* **Document passage**
Because of the plasticity of epigenetic modifications, epigenetic regulators that are frequently dysregulated in human cancers have been considered as attractive cancer targets to overcome resistance to conventional cancer therapies [10]. Recently, the bromodomain and extraterminal domain (BET) family of proteins, which are crucial epigenetic readers, have emerged as potential therapeutic targets for human leukemia and solid tumors. Braun and colleagues [11] reported the biological consequences of the anti-tumor effect of BET inhibitors (BETi) in NPM1-mutated (NPM1c) acute myeloid leukemia (AML) cells. They found that BETi, OTX015 (MK-8628), and JQ1 were able to induce differentiation and apoptosis via the proteasomal degradation of cytosolic NPM1c in NPM1c AML cells and patient-derived bone marrow blasts, whose anti-tumor effects were comparable to those of all trans-retinoic acid (ATRA) plus arsenic trioxide (ATO) combination therapy. These results provide a rationale for the need for clinical trials of BETi in patients with NPM1c AML who develop therapeutic resistance.

* **Data segment**
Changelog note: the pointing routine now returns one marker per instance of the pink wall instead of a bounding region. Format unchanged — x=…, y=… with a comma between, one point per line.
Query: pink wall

* **Questions on the material**
1 > Which BET inhibitors does the passage on BET inhibitors name as inducing differentiation and apoptosis in NPM1c AML cells?
2 > Using the passage on BET inhibitors, explain why epigenetic regulators have been considered attractive cancer targets.
3 > Write the next paragraph of the passage on BET inhibitors, picking up after its final sentence.
The listing has no connection to the passage on BET inhibitors.

* **Responses by item number**
1 > OTX015 (MK-8628) and JQ1.

2 > Epigenetic modifications are plastic, and the regulators that control them are frequently dysregulated in human cancers. This makes them attractive targets for overcoming resistance to conventional cancer therapies.

3 >
Targeting protein degradation could be an alternative therapeutic strategy for currently unavailable cancer targets. Zou et al. [12] demonstrated that the proteasomal degradation of ABCB1, a multidrug resistance (MDR) protein, by the natural compound rutaecarpine can improve sensitivity to chemotherapeutic agents in drug-resistant tumors. In ABCB1-overexpressing breast and lung cancer cells, rutaecarpine treatment reduced the protein levels of ABCB1 via the MARCH8-mediated ubiquitin-proteasome pathway, thereby facilitating intracellular drug accumulation and adriamycine/paclitaxel-induced apoptosis. Recent advances in targeted protein degradation (TPD) technology are expected to provide a great opportunity to effectively control cancer targets, for which it has been difficult to develop inhibitors in the past. Kim and colleagues [13] reviewed the general function, advantages, and current challenges of proteolysis targeting chimera (PROTAC), one of the major TPD molecules that can hijack the E3 ubiquitin ligase and recruit a target protein for degradation, in the treatment of cancer. Considering the advantage of PROTAC technology that is able to target both enzymatic and non-enzymatic proteins, this approach could be a potent and promising alternative strategy for traditional undruggable cancer targets.

In summary, the articles published in this Special Issue outline the mechanisms by which resistance is acquired at the molecular-to-cellular level, as well as the mechanisms of resistance to small-molecule and large-molecular protein drugs. The research articles propose a novel compound or an approach as a countermeasure based on the molecular mechanisms of resistance. In the review articles, current limitations and promising strategies are discussed in depth. These series of articles are anticipated to contribute to providing a rationale for the initiation of related clinical studies.